- **DESCRIPTION OF THE TASK**:
Below are some records; quote exactly the lines from the one that contains "Target: white banner" through the one that contains "Task: where can the road marking", inclusive, and no others.

- **RECORD EXTRACTS**:
┄┄┄┄┄┄┄┄┄┄
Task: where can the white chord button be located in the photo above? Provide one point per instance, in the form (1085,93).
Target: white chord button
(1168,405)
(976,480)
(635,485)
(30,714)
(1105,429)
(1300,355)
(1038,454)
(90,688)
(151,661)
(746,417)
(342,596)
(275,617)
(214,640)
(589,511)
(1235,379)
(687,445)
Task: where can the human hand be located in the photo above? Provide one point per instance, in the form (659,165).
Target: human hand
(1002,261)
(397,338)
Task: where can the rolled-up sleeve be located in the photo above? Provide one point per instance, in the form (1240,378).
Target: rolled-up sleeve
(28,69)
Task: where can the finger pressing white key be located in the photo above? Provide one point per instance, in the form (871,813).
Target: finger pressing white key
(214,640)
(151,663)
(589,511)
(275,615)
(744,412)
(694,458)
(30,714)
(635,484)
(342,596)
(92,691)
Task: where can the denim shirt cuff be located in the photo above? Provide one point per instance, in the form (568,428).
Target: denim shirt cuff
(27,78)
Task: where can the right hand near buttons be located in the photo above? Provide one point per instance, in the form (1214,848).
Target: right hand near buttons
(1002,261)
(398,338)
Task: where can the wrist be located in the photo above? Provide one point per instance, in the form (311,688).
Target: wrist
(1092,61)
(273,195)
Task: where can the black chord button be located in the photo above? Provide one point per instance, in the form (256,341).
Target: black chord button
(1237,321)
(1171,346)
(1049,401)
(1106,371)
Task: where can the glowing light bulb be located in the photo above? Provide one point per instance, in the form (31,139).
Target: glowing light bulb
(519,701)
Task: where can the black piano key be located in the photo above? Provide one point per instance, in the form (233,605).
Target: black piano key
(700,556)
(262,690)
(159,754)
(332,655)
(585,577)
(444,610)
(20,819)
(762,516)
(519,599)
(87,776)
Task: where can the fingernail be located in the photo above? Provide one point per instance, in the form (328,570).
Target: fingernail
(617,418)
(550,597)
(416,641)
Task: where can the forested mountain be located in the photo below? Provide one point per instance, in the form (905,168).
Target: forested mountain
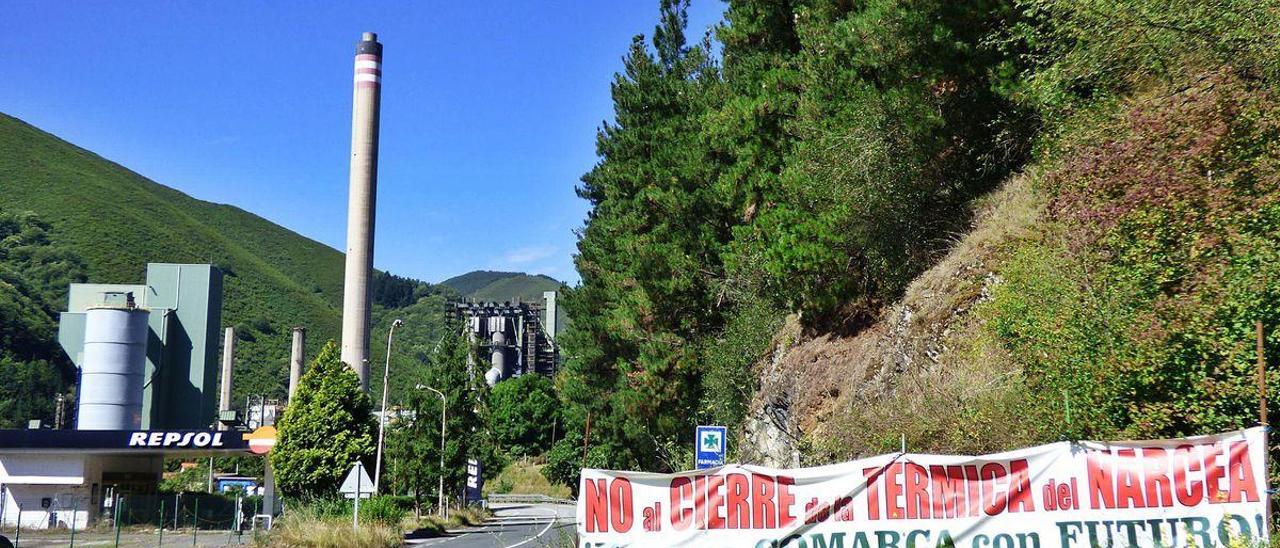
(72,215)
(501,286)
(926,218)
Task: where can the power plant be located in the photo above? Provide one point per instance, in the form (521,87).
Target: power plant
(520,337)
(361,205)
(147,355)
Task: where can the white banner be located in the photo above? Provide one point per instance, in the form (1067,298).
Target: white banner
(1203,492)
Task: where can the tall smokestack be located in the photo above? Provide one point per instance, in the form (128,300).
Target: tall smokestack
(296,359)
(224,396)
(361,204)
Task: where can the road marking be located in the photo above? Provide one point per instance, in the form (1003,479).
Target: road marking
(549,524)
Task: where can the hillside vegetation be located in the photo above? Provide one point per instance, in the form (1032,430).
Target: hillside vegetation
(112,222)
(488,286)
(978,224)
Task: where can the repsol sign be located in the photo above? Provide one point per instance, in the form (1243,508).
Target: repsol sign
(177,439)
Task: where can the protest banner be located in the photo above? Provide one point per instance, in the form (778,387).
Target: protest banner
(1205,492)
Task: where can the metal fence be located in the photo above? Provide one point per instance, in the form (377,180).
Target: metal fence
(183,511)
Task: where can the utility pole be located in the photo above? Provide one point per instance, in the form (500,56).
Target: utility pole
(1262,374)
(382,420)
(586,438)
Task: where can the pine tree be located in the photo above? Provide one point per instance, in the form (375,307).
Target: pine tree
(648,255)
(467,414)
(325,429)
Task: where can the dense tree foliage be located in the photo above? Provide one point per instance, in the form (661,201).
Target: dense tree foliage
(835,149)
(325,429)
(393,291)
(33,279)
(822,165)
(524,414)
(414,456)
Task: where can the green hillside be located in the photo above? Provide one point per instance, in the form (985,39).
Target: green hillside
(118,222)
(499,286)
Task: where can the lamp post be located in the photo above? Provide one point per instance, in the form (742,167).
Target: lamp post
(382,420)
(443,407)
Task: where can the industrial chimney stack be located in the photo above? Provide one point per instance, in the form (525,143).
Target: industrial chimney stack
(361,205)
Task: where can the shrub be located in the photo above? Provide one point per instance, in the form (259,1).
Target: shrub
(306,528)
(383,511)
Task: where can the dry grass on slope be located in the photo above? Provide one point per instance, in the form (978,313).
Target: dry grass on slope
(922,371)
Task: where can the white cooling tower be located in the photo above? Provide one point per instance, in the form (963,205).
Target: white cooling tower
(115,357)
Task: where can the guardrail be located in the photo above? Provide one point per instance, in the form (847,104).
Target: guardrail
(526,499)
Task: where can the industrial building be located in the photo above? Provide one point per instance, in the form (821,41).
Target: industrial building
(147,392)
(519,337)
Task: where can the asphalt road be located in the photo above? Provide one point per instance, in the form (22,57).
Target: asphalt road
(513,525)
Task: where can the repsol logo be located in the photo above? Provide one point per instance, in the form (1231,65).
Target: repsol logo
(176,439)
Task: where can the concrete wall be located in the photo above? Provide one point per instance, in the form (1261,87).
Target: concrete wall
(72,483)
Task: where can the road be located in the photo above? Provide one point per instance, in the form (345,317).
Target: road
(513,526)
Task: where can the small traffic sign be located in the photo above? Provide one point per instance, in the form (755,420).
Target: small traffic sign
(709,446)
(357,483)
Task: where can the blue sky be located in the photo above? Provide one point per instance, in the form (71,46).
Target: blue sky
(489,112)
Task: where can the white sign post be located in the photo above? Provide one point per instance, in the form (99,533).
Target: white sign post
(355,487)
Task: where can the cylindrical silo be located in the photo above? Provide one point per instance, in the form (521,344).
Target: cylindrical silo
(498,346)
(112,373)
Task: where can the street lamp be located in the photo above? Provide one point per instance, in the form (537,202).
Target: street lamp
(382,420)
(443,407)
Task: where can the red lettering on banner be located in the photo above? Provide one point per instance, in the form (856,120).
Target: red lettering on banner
┄┄┄┄┄┄┄┄┄┄
- **RESULT**:
Target: white banner
(1203,492)
Task: where can the tall smokestack be located in the photo above? Provide one point per instance, in the form (128,300).
Target: tall smokestack
(296,359)
(224,396)
(361,204)
Task: where can the road marking be located in the photo above? Provide one point per instance, in the form (1003,479).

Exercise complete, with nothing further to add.